Description of the task — Below are records; extract exactly the lines from the one with "Task: for every instance of the wooden wine" through the final line, including both, but drop the pictures.

Named object pointing entries —

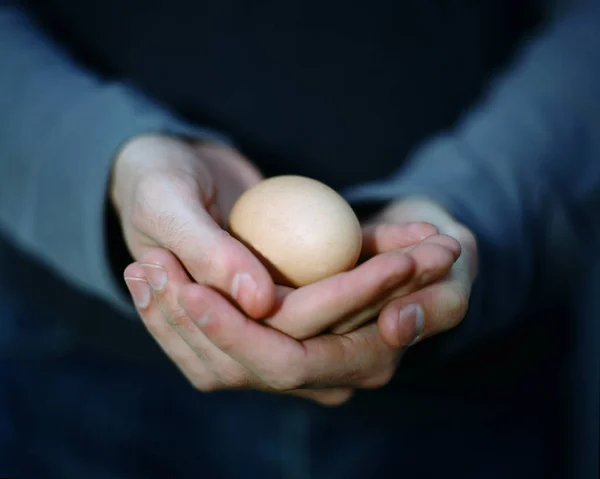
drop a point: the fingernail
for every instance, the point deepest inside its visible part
(243, 287)
(140, 291)
(156, 276)
(411, 323)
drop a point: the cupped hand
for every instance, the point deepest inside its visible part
(175, 195)
(443, 304)
(225, 357)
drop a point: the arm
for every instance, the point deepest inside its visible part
(522, 170)
(60, 127)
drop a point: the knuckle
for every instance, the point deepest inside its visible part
(454, 302)
(178, 318)
(207, 385)
(379, 379)
(232, 375)
(286, 379)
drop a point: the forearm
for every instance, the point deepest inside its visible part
(60, 127)
(522, 171)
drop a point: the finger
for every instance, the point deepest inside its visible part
(432, 310)
(433, 260)
(216, 259)
(169, 341)
(325, 397)
(175, 217)
(346, 301)
(309, 310)
(269, 355)
(384, 237)
(360, 359)
(166, 277)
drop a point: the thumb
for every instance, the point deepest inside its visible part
(174, 207)
(214, 258)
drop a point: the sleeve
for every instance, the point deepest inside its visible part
(60, 127)
(522, 170)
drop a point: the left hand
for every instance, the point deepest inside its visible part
(439, 306)
(229, 351)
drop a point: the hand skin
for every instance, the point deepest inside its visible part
(443, 304)
(164, 190)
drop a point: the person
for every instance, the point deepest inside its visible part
(107, 174)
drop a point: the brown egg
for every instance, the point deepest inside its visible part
(301, 229)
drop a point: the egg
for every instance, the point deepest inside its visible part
(301, 229)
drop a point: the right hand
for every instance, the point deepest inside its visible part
(176, 195)
(172, 198)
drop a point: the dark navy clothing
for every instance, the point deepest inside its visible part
(344, 93)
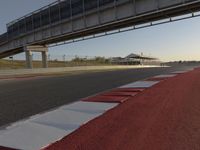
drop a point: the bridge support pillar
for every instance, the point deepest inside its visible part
(36, 48)
(29, 63)
(44, 59)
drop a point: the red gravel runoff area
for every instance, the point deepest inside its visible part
(164, 117)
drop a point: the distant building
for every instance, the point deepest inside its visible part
(134, 59)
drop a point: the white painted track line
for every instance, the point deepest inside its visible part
(89, 107)
(140, 84)
(165, 76)
(41, 130)
(31, 136)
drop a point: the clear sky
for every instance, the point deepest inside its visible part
(172, 41)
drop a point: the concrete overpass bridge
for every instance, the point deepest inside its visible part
(66, 20)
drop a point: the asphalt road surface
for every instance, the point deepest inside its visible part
(22, 98)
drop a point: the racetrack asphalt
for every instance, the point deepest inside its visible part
(22, 98)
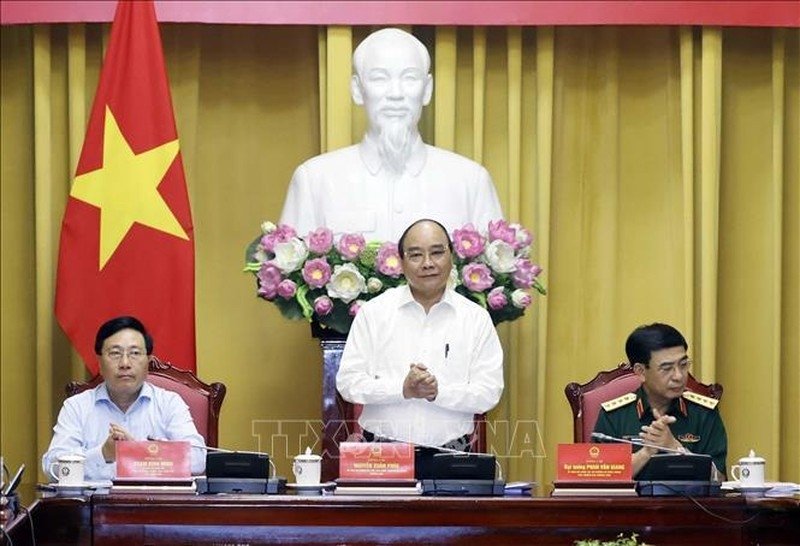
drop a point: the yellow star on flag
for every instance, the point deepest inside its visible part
(125, 189)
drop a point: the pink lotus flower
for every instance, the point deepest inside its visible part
(320, 241)
(287, 289)
(269, 277)
(317, 272)
(496, 298)
(323, 305)
(280, 234)
(525, 273)
(467, 242)
(388, 260)
(477, 277)
(351, 245)
(355, 307)
(499, 229)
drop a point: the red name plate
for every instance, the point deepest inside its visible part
(594, 462)
(377, 460)
(153, 460)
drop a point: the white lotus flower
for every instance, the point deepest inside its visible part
(346, 283)
(291, 255)
(500, 256)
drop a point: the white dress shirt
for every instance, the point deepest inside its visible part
(83, 422)
(349, 191)
(458, 343)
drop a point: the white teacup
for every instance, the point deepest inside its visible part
(307, 468)
(750, 471)
(68, 470)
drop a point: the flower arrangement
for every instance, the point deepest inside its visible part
(317, 278)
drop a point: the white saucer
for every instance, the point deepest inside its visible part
(734, 486)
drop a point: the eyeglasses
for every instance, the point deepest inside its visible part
(116, 355)
(418, 256)
(668, 368)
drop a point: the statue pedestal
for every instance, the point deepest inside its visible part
(336, 413)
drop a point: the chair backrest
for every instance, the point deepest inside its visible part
(204, 400)
(585, 399)
(352, 412)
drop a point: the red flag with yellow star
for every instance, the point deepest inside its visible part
(127, 241)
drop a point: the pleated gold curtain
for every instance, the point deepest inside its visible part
(658, 168)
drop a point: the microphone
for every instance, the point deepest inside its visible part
(447, 450)
(222, 450)
(642, 443)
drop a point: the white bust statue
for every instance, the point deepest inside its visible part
(391, 178)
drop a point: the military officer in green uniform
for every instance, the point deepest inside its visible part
(661, 411)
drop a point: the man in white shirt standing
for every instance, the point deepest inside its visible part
(392, 178)
(123, 407)
(421, 358)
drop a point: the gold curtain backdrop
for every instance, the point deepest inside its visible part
(658, 167)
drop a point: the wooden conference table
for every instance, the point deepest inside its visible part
(106, 519)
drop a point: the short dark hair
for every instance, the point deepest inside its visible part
(111, 327)
(402, 240)
(652, 337)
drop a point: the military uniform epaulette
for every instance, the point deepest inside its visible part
(616, 403)
(705, 401)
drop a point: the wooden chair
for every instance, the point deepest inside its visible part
(585, 399)
(204, 400)
(352, 412)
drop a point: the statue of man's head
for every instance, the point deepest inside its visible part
(392, 81)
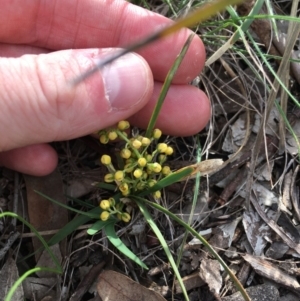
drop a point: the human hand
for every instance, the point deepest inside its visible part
(45, 44)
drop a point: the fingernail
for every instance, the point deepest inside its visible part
(126, 81)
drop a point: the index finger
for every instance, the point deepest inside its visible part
(69, 24)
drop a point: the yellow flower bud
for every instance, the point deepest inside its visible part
(104, 216)
(105, 160)
(126, 217)
(109, 178)
(112, 135)
(104, 204)
(162, 147)
(151, 182)
(166, 170)
(142, 162)
(145, 141)
(148, 157)
(125, 193)
(140, 186)
(103, 139)
(124, 187)
(123, 125)
(138, 173)
(136, 144)
(169, 151)
(112, 202)
(157, 194)
(128, 168)
(156, 134)
(125, 153)
(119, 175)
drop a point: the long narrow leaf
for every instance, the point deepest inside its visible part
(117, 242)
(239, 286)
(166, 86)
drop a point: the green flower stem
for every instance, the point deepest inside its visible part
(120, 134)
(238, 285)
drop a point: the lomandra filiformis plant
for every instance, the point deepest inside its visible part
(143, 161)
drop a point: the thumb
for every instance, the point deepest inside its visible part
(38, 103)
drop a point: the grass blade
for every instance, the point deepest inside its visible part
(164, 245)
(166, 86)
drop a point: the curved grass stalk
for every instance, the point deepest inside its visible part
(58, 269)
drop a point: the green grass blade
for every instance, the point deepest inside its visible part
(99, 225)
(44, 243)
(89, 214)
(23, 277)
(117, 242)
(73, 225)
(238, 285)
(164, 245)
(166, 86)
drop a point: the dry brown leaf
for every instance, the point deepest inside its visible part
(113, 286)
(8, 276)
(45, 215)
(271, 271)
(210, 273)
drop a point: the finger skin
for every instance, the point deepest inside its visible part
(57, 25)
(37, 160)
(186, 111)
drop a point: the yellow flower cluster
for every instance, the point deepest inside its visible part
(143, 163)
(110, 208)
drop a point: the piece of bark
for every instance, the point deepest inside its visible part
(263, 292)
(272, 272)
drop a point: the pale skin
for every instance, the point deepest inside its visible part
(45, 44)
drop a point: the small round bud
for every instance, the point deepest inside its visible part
(142, 162)
(128, 168)
(156, 167)
(112, 202)
(125, 153)
(103, 139)
(126, 217)
(112, 135)
(125, 193)
(124, 188)
(119, 175)
(104, 216)
(162, 147)
(148, 157)
(145, 141)
(162, 158)
(157, 194)
(109, 178)
(151, 182)
(105, 160)
(156, 134)
(104, 204)
(166, 170)
(136, 144)
(169, 151)
(123, 125)
(138, 173)
(140, 186)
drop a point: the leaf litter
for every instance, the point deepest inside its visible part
(260, 241)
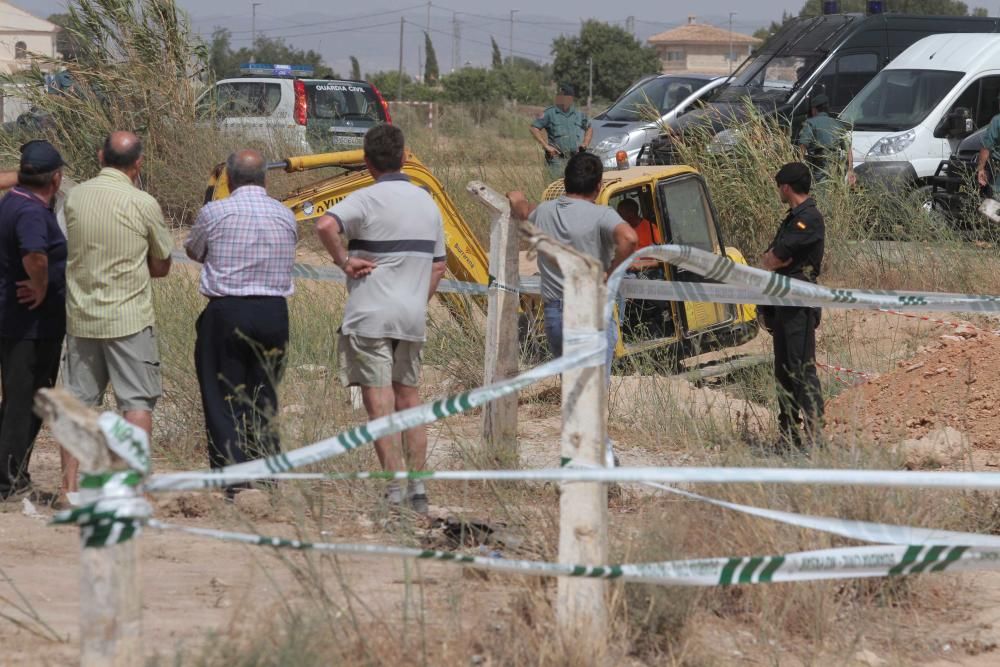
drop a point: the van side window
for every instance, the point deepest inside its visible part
(988, 101)
(248, 98)
(980, 98)
(689, 217)
(844, 78)
(854, 71)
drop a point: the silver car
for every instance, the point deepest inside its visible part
(630, 123)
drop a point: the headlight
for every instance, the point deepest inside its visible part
(725, 140)
(893, 145)
(614, 142)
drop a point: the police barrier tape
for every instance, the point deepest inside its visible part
(850, 371)
(746, 285)
(865, 531)
(956, 325)
(587, 348)
(843, 563)
(581, 349)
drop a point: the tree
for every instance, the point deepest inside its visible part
(226, 63)
(431, 72)
(497, 57)
(387, 81)
(221, 59)
(619, 59)
(931, 7)
(66, 42)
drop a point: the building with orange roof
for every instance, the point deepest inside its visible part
(699, 48)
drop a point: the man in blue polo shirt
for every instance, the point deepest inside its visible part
(32, 306)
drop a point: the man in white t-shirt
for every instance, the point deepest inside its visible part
(394, 260)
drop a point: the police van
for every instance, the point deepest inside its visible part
(917, 111)
(285, 107)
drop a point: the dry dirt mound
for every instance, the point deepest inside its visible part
(953, 383)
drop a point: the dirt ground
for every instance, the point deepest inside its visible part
(195, 586)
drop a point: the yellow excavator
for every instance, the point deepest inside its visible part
(673, 198)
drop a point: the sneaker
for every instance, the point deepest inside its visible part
(416, 497)
(394, 494)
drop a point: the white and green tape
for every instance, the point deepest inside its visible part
(589, 351)
(742, 285)
(984, 481)
(843, 563)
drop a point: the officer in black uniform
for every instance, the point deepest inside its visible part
(797, 252)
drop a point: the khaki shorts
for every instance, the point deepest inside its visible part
(379, 362)
(131, 364)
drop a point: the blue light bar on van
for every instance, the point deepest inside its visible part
(266, 69)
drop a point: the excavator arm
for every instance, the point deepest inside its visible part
(467, 259)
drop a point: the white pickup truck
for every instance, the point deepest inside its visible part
(284, 103)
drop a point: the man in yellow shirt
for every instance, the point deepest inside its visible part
(118, 241)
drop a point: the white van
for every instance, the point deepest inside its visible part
(917, 110)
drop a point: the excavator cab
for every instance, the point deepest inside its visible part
(673, 198)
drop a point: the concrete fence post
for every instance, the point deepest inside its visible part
(581, 605)
(502, 346)
(110, 602)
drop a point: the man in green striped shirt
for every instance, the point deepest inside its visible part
(118, 241)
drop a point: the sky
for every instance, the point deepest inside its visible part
(370, 30)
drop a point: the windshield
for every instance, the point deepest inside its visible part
(899, 99)
(652, 99)
(767, 77)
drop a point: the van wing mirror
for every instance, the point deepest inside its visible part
(957, 124)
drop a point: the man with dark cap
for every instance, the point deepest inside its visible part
(562, 130)
(796, 252)
(118, 242)
(32, 306)
(823, 139)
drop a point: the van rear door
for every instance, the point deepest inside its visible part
(339, 113)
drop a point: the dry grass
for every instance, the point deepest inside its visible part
(509, 620)
(327, 617)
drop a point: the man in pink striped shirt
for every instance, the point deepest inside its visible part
(246, 244)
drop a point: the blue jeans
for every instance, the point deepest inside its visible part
(553, 333)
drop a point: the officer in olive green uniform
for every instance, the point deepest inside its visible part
(562, 130)
(796, 252)
(823, 139)
(989, 157)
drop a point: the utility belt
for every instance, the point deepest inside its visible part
(768, 316)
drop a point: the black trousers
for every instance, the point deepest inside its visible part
(25, 367)
(799, 397)
(239, 355)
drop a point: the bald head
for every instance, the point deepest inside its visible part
(121, 150)
(246, 167)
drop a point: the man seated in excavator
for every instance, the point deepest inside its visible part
(651, 318)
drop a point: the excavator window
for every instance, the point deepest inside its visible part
(643, 320)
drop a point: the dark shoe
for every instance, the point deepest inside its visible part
(416, 497)
(394, 494)
(418, 503)
(232, 490)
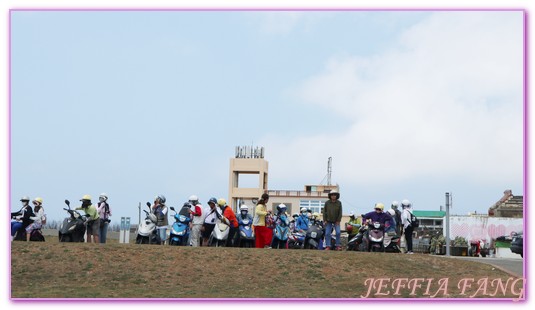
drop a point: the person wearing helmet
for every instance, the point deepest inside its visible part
(160, 210)
(406, 222)
(392, 228)
(293, 222)
(92, 219)
(332, 215)
(303, 222)
(353, 225)
(104, 213)
(212, 214)
(39, 216)
(196, 212)
(22, 219)
(378, 215)
(230, 216)
(262, 232)
(397, 216)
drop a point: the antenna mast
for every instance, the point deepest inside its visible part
(329, 170)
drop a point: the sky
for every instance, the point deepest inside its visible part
(409, 104)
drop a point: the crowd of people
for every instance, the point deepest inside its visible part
(203, 220)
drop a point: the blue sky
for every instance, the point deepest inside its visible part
(408, 104)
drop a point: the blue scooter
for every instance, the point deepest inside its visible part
(281, 233)
(180, 230)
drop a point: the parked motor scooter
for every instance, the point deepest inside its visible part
(247, 238)
(281, 233)
(219, 234)
(314, 235)
(73, 227)
(296, 239)
(375, 237)
(477, 247)
(359, 242)
(146, 232)
(391, 242)
(20, 234)
(180, 231)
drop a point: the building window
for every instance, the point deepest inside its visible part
(313, 205)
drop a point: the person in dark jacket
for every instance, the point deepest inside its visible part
(332, 215)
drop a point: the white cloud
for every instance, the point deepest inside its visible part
(445, 102)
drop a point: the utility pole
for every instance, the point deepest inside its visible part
(448, 200)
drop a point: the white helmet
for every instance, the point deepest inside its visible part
(405, 204)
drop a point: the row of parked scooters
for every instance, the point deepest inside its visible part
(370, 237)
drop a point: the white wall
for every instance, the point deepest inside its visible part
(484, 228)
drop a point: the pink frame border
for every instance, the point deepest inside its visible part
(281, 300)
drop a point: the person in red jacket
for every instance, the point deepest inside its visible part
(231, 217)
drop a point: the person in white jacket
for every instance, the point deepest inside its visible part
(197, 214)
(39, 212)
(406, 222)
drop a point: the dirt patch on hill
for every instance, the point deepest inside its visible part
(79, 270)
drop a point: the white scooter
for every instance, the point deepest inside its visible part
(146, 232)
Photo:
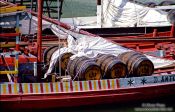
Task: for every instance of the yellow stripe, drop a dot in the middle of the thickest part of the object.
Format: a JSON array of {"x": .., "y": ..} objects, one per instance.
[
  {"x": 56, "y": 87},
  {"x": 112, "y": 84},
  {"x": 103, "y": 84},
  {"x": 4, "y": 88},
  {"x": 25, "y": 88},
  {"x": 16, "y": 64},
  {"x": 66, "y": 86},
  {"x": 85, "y": 85},
  {"x": 36, "y": 87},
  {"x": 46, "y": 87},
  {"x": 17, "y": 30},
  {"x": 94, "y": 84},
  {"x": 8, "y": 72},
  {"x": 15, "y": 88},
  {"x": 76, "y": 85}
]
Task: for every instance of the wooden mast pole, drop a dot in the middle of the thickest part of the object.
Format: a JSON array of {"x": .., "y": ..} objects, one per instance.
[{"x": 39, "y": 38}]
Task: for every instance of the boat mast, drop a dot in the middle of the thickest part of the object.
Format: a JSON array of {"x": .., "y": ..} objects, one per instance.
[
  {"x": 59, "y": 6},
  {"x": 99, "y": 14},
  {"x": 39, "y": 38}
]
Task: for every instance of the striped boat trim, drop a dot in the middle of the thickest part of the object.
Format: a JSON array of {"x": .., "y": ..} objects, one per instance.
[
  {"x": 81, "y": 86},
  {"x": 58, "y": 87}
]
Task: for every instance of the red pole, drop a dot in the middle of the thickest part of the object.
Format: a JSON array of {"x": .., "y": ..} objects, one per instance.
[
  {"x": 39, "y": 36},
  {"x": 172, "y": 34},
  {"x": 64, "y": 25}
]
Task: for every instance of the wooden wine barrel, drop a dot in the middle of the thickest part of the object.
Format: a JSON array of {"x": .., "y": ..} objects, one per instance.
[
  {"x": 83, "y": 68},
  {"x": 48, "y": 54},
  {"x": 171, "y": 16},
  {"x": 65, "y": 57},
  {"x": 111, "y": 66},
  {"x": 137, "y": 64},
  {"x": 71, "y": 65}
]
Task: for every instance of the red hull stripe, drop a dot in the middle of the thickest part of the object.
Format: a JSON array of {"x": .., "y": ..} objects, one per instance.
[
  {"x": 81, "y": 86},
  {"x": 108, "y": 83},
  {"x": 99, "y": 84},
  {"x": 41, "y": 87},
  {"x": 9, "y": 88},
  {"x": 77, "y": 86},
  {"x": 51, "y": 87},
  {"x": 61, "y": 86},
  {"x": 90, "y": 85},
  {"x": 71, "y": 86},
  {"x": 118, "y": 84},
  {"x": 31, "y": 88}
]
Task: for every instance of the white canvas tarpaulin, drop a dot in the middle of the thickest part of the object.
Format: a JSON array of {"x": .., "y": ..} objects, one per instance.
[{"x": 83, "y": 45}]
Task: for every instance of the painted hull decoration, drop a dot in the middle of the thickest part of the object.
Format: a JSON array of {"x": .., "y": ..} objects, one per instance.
[{"x": 82, "y": 86}]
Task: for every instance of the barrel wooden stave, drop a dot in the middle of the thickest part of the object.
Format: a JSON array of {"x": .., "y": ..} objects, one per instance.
[
  {"x": 137, "y": 64},
  {"x": 109, "y": 64},
  {"x": 83, "y": 68}
]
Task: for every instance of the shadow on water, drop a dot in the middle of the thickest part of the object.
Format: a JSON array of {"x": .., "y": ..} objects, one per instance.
[{"x": 161, "y": 102}]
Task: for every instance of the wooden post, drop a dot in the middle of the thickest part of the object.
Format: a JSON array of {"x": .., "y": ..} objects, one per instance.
[{"x": 39, "y": 38}]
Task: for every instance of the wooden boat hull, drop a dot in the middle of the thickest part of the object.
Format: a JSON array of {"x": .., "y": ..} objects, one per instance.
[
  {"x": 77, "y": 93},
  {"x": 87, "y": 98}
]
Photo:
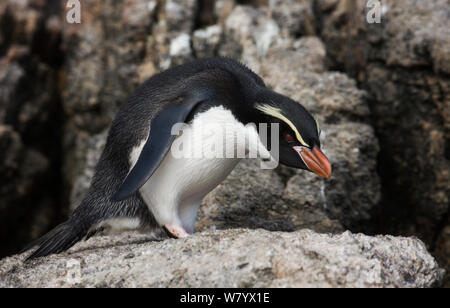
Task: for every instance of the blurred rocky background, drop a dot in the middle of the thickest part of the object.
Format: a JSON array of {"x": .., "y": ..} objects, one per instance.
[{"x": 381, "y": 92}]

Worked answer —
Task: for every instance of the wooden wine barrel, drop a dot in the middle of the thickest part of the object.
Format: a JSON array of {"x": .., "y": ..} objects, one per instance.
[
  {"x": 83, "y": 68},
  {"x": 48, "y": 54},
  {"x": 171, "y": 16},
  {"x": 65, "y": 57},
  {"x": 111, "y": 66},
  {"x": 137, "y": 64},
  {"x": 71, "y": 65}
]
Task: for every instance of the red hull stripe, drop a dot in the middle of the thickest part of the object.
Format: a JSON array of {"x": .., "y": ..} objects, one per instance.
[
  {"x": 81, "y": 86},
  {"x": 108, "y": 83},
  {"x": 99, "y": 84},
  {"x": 41, "y": 87},
  {"x": 9, "y": 88},
  {"x": 77, "y": 86},
  {"x": 51, "y": 87},
  {"x": 61, "y": 86},
  {"x": 90, "y": 85},
  {"x": 71, "y": 86},
  {"x": 118, "y": 84},
  {"x": 31, "y": 88}
]
Task: for every instance of the white canvas tarpaulin, drop a dot in the middle of the thickest part of the object.
Format: a JSON array of {"x": .., "y": ..} objects, one per instance.
[{"x": 83, "y": 45}]
Task: for every instance of the painted hull decoration, drop a dot in the middle of the thickest part of the object.
Format: a JSON array of {"x": .., "y": ..} objects, one per instance.
[{"x": 82, "y": 86}]
Task: for every instance of the barrel wooden stave, drop a dot in the middle of the thickest part of the object.
Format: a JSON array of {"x": .., "y": ..} objects, one per instance.
[
  {"x": 137, "y": 64},
  {"x": 109, "y": 64},
  {"x": 83, "y": 68}
]
Task: for every instance of the shadow on water, drop a dot in the middle of the thickest part of the object.
Format: a JSON array of {"x": .., "y": ..} objects, one per instance.
[{"x": 161, "y": 102}]
Task: for every instance of the wooden post, drop a dot in the middle of the thickest part of the object.
Format: a JSON array of {"x": .., "y": ..} objects, one per instance.
[{"x": 39, "y": 38}]
Task: for every instance of the wooden boat hull, drop a dot in the middle of the thickest part of the object.
Format: a JSON array of {"x": .., "y": ..} objects, one per instance.
[
  {"x": 77, "y": 93},
  {"x": 87, "y": 98}
]
Photo:
Task: for every instance of the blurred rocky background, drop a dot in the middle of the thickest part of the object.
Format: a JSON array of {"x": .., "y": ..} objects, one per instance.
[{"x": 381, "y": 92}]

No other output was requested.